> _Problem description_: Output all the entries word for word. Omit the pictures.

> _Input records_:
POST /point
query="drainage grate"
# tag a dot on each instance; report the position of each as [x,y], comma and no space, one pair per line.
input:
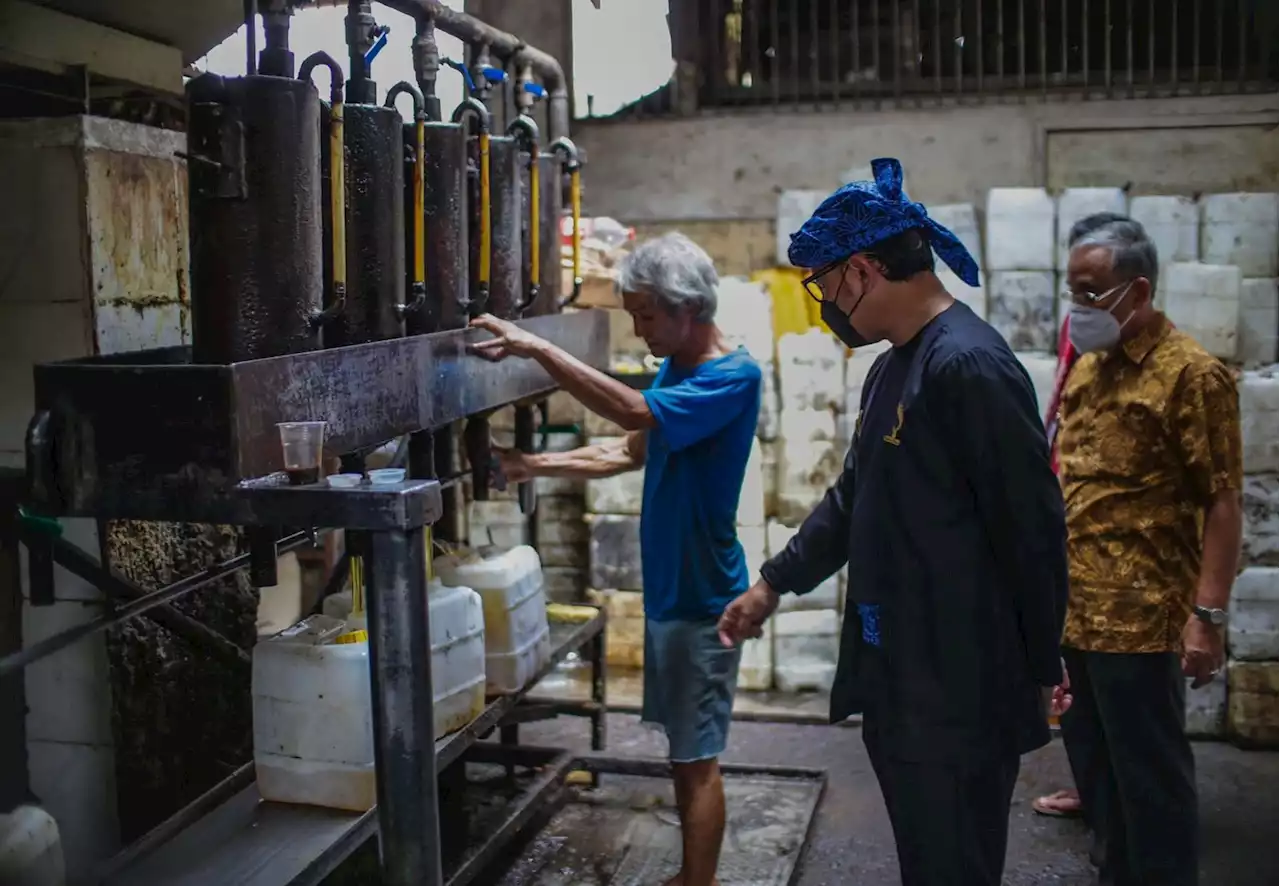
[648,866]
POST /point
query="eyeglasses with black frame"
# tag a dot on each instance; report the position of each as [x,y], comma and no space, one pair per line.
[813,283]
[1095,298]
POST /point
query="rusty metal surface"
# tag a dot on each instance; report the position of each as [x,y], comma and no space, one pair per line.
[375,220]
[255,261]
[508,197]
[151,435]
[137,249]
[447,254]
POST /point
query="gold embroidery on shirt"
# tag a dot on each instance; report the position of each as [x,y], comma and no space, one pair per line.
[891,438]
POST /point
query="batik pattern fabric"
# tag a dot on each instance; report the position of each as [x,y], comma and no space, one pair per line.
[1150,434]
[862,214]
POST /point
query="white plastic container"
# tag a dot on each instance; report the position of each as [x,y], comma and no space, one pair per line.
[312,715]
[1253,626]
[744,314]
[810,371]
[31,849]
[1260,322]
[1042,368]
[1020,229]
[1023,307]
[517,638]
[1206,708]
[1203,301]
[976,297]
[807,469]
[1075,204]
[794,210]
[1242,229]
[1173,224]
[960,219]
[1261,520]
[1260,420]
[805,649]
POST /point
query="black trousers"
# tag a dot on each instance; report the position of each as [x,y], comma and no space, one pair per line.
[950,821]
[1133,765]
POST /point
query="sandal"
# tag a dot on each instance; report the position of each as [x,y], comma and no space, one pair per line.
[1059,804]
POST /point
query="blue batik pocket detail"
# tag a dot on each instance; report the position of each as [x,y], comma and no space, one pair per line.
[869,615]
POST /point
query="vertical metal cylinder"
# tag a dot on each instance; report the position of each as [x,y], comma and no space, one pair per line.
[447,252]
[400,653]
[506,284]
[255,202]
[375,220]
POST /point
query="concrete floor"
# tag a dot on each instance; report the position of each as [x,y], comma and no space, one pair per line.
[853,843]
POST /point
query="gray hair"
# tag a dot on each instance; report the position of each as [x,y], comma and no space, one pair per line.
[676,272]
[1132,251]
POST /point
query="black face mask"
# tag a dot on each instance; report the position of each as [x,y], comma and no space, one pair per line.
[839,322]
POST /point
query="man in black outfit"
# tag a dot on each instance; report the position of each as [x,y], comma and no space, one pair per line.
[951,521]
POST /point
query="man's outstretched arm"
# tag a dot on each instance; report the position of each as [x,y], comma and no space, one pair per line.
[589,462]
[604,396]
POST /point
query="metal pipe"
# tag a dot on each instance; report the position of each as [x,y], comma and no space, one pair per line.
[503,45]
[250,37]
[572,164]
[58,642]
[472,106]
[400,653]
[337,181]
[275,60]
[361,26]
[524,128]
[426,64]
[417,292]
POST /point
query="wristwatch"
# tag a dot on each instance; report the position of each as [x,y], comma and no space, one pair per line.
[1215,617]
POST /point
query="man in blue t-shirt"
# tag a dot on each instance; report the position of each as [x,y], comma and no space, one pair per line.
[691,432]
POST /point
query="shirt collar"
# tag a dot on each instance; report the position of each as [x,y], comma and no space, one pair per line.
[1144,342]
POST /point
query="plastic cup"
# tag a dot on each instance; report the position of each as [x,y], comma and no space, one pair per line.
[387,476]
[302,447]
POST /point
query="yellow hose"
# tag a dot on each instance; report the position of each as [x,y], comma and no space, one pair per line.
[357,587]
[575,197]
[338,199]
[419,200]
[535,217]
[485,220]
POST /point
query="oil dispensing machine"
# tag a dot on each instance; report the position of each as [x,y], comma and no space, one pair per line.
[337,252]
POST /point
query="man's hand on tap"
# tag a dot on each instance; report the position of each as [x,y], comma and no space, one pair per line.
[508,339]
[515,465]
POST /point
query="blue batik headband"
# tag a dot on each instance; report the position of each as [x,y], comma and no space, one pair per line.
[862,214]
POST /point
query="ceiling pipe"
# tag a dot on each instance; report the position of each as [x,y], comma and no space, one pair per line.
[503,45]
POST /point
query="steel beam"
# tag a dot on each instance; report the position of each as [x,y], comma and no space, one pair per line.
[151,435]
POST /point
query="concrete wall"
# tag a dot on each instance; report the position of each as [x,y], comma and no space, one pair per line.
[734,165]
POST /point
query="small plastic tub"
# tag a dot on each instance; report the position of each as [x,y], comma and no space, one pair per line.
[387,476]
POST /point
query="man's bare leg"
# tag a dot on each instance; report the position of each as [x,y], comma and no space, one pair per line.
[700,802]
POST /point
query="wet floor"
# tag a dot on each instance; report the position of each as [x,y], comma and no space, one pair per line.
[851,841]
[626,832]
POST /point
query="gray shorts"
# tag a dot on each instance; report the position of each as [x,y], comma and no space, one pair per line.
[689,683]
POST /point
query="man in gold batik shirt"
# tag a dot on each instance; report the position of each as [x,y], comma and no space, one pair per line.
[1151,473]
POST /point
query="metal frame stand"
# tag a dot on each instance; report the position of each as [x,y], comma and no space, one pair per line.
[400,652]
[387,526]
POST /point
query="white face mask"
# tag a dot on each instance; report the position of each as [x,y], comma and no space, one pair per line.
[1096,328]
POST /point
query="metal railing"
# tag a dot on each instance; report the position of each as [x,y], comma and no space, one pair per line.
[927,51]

> _Written answer_:
POST /point
query="drainage grate"
# tag a dot on each instance; report the position of each as [x,y], comma and no space, one pair per line.
input:
[648,866]
POST /point
query="eyeglasses with black frame"
# tag a dot on each instance; report the position of each as [x,y], comma and no space, one pair per line.
[813,283]
[1095,298]
POST /point
query="rusty metal surface"
# tag a dot on each instance; report the position of each as [x,y], comma and no space, one pair per line.
[375,220]
[255,261]
[508,197]
[151,435]
[137,249]
[447,254]
POST /point
query="gold embroidery on shirt"
# tag a dot on each instance; report the position of each as [x,y], comma and no space, one pair per line.
[891,438]
POST /point
query="batik pattern fabric"
# tag a dot on each instance; report the position of each as [x,y], comma and no space, one pair per line.
[1150,434]
[862,214]
POST /point
query="white plastic container"
# tag a dot on each instance; report the position of each as [x,y], comma and no space, one pair per line.
[312,715]
[1253,626]
[744,314]
[810,371]
[31,849]
[1260,322]
[1042,368]
[1020,229]
[1023,307]
[517,638]
[1206,708]
[1203,301]
[976,297]
[807,469]
[1075,204]
[794,210]
[1242,229]
[1173,224]
[960,219]
[1261,520]
[1260,420]
[805,649]
POST /point
query="black trousers"
# tag a dot on each instance; report the position of each as [x,y], comma and no space, one pair per line.
[950,821]
[1133,765]
POST /point
query="sandal"
# tag a dot on each instance; report the position of each as [x,y], comma and no space, one pair per line.
[1059,804]
POST /point
query="blue batik pocket detail"
# tag a dot on each instance; report the position of each as [x,y], comma and no space, one pair per line.
[869,615]
POST /point
query="vertical metal cylinder"
# tag a dot on each instance; report the position of each as [x,y], comma and no space, one pair per line.
[447,252]
[400,653]
[506,284]
[255,202]
[375,220]
POST /point
query="concrete floor"
# tag a dot on each instance; report the position of each as [x,y], comma and no space, one pair per line.
[853,843]
POST /point
query="gray hair"
# tag a dot on each instance; report the position of each as [x,y], comma and no space, one pair per line.
[676,272]
[1132,251]
POST /point
query="black face mask"
# tag a dot on each instance; report the position of each as [x,y], comma and no space, one pair per line.
[839,322]
POST /point
query="man in black outfit"
# tag a dot on each instance; report the position of each as [x,y], comma and no space, one pair per line.
[951,521]
POST /point
query="man's outstretched arm"
# tag a dot on each instance; report the position of each as [x,y], comma and no space, one pair per line.
[589,462]
[604,396]
POST /point
query="metal pipe"
# tag a dot on each instance; report the position of each as [x,y], comma and no space, one pair per line.
[503,45]
[250,37]
[572,164]
[58,642]
[472,106]
[400,653]
[337,181]
[275,60]
[361,26]
[524,128]
[426,64]
[417,292]
POST /point
query="wristwatch"
# tag a dot on each instance; report the position of each as [x,y], comma and no space, one pair per line.
[1215,617]
POST /point
query="man in blue t-shirt"
# tag a dot on each instance; report the position of each as [x,y], comma and no space, one pair per line.
[691,432]
POST /point
query="shirt collar"
# tag a dot on each instance; report the position of each as [x,y], comma and no space, one pair per line.
[1144,342]
POST /point
query="plastic cup"
# tag a dot on each instance; report the position of each as [x,y], comma and no space, one pair per line.
[387,476]
[302,447]
POST /point
query="yellow hose"
# tag a dot on each instance; report the position of each as [x,y], comma and no space, one pair per line.
[357,587]
[575,197]
[338,199]
[419,200]
[535,217]
[485,220]
POST /point
query="oil dispensing machine"
# tag a dot on each instance; report the position of each as [x,y], comma and no space, one pair per line.
[337,252]
POST /point
query="man's hand on tap"
# tag a dot on each instance; report the position of each as [x,y], comma and no space, one pair per line.
[508,339]
[515,465]
POST /point
query="blue batik headband"
# tag a dot on each instance; report the position of each as [x,y], comma and no space, one pair per line.
[862,214]
POST /point
query="ceiling pipe"
# tag a dot on each instance; report the position of each as [x,y], comma and no space, one pair per line.
[503,45]
POST /point
query="steel beam"
# tag a dot on each instance; report the position of each as [x,y], comma and no space, one pair per line.
[151,435]
POST /point
query="concrete wall"
# tag a dot on each instance; report the position of each as [x,y], comma and no space, one pair per line.
[734,165]
POST /point
query="small plastic tub"
# tag a dot on each instance; report the position of each as [x,y], comma and no space, one pair per line.
[387,476]
POST /point
query="man's bare leg"
# tag a dot on each instance; report the position of each as [x,y], comma and no space, one pair per line.
[700,802]
POST /point
query="wet floor"
# tag a dot on each instance; report the position of each as [x,y], comma and no space, one pair per line.
[851,841]
[626,832]
POST /point
query="gray shorts"
# tag a dot on each instance; report the position of each as [x,y], comma and no space, one pair per line.
[689,683]
POST /point
query="man in gold batik shirt"
# tag a dot on each instance; report the position of each as [x,y], comma and no space, one pair per line.
[1151,473]
POST /point
query="metal frame stand"
# tag a dot on each instance; report the position of each as [x,y], comma and no space, one pair per line.
[400,652]
[387,526]
POST /point
query="white face mask"
# tag a dot on each instance; report the position of each as [x,y], comma and no space, one pair per line.
[1096,328]
POST /point
query="metal railing"
# tag a dot on each instance; report the position of each as [x,y], comma and no space, one pair per line.
[927,51]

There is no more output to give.